= Task statement =
Starting at the line with "Task: Expected behaviour is that every instance of the young man", retype each line exactly up to and including the final line of the records below.

= Dataset records =
*** Block opens ***
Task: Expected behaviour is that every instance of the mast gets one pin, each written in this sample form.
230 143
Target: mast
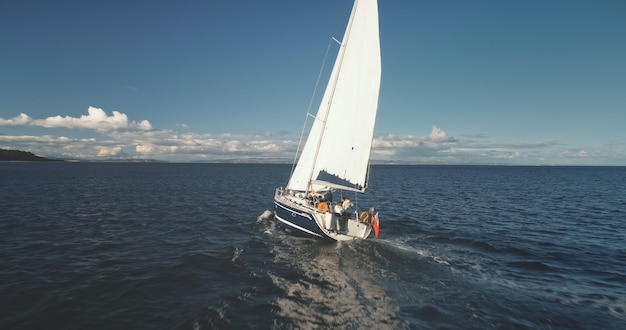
338 63
336 153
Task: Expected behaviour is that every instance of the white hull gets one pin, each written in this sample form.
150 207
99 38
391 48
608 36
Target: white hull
301 217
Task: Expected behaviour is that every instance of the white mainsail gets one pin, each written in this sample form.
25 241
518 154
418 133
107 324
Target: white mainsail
336 153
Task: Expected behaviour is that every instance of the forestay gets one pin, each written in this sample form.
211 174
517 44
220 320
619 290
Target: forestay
336 153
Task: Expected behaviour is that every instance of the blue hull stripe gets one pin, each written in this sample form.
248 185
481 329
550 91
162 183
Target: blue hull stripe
301 221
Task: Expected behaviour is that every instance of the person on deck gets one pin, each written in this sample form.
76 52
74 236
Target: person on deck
347 206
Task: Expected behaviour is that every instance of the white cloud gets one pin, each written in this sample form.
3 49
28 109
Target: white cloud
129 139
22 119
96 119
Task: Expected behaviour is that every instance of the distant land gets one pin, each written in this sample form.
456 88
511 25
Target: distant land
22 156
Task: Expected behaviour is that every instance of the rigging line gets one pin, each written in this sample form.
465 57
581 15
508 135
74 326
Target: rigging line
309 114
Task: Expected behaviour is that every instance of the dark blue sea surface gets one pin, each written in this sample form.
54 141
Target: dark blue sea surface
195 246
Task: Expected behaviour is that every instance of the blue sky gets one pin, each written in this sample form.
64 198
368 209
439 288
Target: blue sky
490 82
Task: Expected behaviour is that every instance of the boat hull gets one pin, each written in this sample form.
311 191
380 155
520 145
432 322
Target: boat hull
300 220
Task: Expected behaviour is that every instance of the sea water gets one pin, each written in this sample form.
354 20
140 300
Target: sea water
195 246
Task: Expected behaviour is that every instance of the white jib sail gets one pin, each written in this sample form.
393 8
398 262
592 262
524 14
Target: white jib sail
336 153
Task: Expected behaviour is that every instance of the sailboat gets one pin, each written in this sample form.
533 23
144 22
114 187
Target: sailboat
335 156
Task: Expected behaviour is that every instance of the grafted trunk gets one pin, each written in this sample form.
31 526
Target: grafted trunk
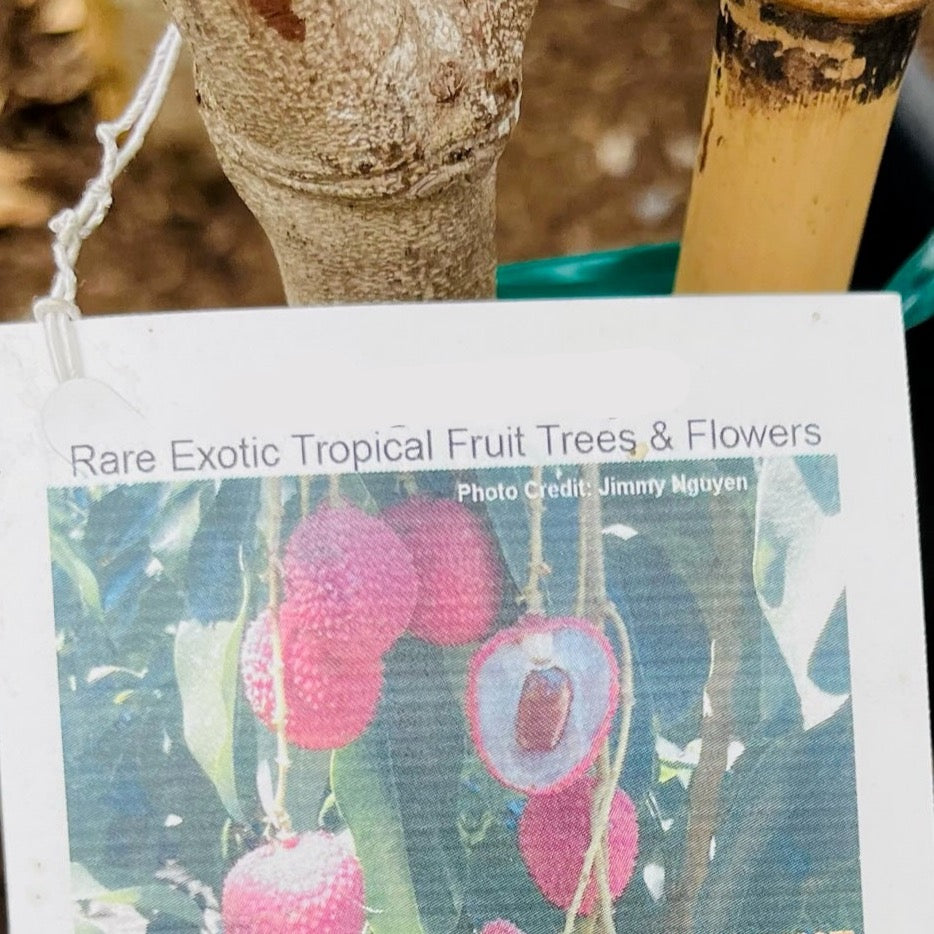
364 135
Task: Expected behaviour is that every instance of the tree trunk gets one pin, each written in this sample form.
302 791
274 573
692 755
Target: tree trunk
364 135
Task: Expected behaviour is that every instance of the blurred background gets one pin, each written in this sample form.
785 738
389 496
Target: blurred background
602 156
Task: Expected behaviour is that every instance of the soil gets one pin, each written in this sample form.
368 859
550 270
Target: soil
602 157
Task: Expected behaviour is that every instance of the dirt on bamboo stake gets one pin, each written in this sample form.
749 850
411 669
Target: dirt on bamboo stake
801 97
364 136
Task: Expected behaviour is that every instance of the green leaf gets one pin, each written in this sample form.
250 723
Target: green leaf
79 574
84 887
206 669
163 899
369 803
397 789
177 523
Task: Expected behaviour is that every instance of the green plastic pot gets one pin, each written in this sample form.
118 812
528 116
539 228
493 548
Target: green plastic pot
650 270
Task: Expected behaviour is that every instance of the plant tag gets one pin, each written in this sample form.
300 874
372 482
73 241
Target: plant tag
597 615
84 414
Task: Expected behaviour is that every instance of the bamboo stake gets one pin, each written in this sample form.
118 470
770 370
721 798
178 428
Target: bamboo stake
364 136
801 96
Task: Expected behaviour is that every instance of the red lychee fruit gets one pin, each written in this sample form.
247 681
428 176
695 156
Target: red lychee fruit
308 884
459 576
500 927
554 834
541 697
349 579
330 700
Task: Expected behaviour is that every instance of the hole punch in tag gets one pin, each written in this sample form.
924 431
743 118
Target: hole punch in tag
94 429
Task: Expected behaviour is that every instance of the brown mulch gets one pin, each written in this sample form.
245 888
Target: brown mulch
602 157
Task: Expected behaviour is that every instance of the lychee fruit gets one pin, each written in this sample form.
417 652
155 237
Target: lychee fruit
541 697
459 576
307 884
555 833
500 927
330 699
350 579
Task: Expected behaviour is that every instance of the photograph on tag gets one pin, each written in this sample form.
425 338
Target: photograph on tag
523 700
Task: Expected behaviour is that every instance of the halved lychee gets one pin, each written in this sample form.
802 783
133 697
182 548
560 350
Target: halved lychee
459 576
541 697
555 833
330 699
308 884
349 578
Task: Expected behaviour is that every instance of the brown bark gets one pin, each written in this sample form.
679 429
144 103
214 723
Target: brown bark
364 136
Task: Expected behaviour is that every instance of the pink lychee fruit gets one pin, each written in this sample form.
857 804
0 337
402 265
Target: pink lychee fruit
349 579
500 927
541 697
330 699
307 884
554 834
459 576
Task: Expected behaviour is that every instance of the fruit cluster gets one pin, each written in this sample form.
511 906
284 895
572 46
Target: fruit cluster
354 583
541 698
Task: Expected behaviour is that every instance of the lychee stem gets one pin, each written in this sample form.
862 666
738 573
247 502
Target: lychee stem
534 599
594 604
273 490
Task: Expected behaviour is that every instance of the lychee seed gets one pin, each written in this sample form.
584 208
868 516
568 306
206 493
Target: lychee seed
555 832
312 886
544 707
350 579
541 697
330 700
500 927
460 581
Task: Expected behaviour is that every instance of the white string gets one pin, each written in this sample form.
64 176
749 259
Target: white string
72 226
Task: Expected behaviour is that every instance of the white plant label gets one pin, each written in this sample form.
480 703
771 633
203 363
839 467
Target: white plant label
504 618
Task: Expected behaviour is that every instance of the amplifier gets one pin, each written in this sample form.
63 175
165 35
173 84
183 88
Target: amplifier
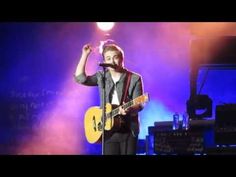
178 142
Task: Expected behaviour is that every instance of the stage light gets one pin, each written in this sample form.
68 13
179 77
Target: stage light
105 26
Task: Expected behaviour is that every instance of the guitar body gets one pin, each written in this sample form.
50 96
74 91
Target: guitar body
93 123
113 122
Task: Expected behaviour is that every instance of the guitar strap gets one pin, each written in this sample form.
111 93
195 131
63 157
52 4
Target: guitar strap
128 78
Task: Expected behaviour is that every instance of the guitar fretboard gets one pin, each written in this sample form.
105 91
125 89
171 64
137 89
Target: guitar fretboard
127 105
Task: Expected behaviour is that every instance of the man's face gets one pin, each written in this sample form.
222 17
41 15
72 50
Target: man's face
112 57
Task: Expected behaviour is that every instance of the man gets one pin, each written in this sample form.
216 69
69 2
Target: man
121 86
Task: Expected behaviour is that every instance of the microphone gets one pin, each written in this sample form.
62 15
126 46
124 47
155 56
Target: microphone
108 65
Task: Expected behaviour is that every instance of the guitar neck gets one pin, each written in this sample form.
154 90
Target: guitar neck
115 112
126 106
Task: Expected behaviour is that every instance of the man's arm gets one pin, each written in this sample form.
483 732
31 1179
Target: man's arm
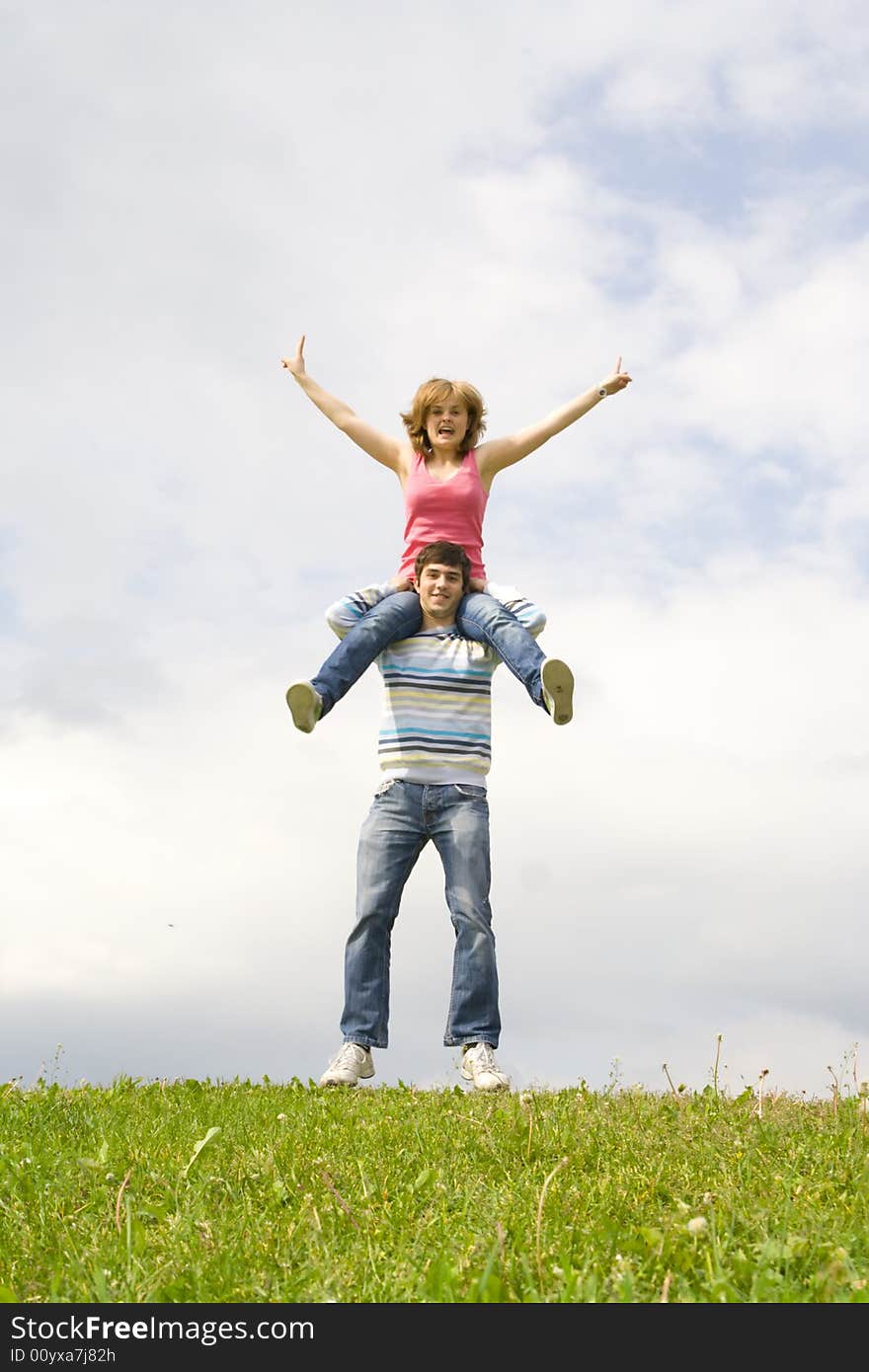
526 611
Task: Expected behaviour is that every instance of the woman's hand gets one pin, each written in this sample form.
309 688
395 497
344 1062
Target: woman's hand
616 380
295 364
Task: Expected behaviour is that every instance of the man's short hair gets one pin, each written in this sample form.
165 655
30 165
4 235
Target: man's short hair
449 555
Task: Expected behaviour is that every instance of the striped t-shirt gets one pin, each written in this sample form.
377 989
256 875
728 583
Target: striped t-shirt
436 693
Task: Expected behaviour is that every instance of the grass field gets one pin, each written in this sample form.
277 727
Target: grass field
240 1191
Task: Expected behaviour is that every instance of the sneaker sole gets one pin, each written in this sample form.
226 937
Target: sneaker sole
301 699
559 686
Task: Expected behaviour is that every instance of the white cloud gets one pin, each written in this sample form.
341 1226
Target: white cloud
428 192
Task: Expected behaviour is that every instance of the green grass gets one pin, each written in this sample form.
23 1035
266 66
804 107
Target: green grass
260 1192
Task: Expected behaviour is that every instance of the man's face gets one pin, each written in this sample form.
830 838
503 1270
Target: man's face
439 587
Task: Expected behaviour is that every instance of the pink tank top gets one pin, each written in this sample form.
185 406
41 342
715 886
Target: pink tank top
450 510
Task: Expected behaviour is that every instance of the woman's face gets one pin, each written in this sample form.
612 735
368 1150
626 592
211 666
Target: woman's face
446 425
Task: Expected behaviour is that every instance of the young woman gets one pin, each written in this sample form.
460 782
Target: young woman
446 474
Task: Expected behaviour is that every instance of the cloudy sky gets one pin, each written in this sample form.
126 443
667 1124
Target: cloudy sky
514 193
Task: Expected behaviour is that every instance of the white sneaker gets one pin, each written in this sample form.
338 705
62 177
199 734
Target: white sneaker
558 682
351 1062
305 706
478 1065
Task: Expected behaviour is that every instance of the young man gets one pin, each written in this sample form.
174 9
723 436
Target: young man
434 755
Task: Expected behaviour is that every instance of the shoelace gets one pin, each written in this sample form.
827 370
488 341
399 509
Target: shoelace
345 1056
484 1056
*** Block closes ***
= Result for this task =
Task: Expected behaviour is that every instance of the young man gets one pin, each written in this sample form.
174 9
723 436
Target: young man
434 755
Task: Expected behaviour is that every instance of the shoelace gets one pin, each written in this sample form.
827 370
488 341
399 509
Target: shoelace
345 1056
484 1056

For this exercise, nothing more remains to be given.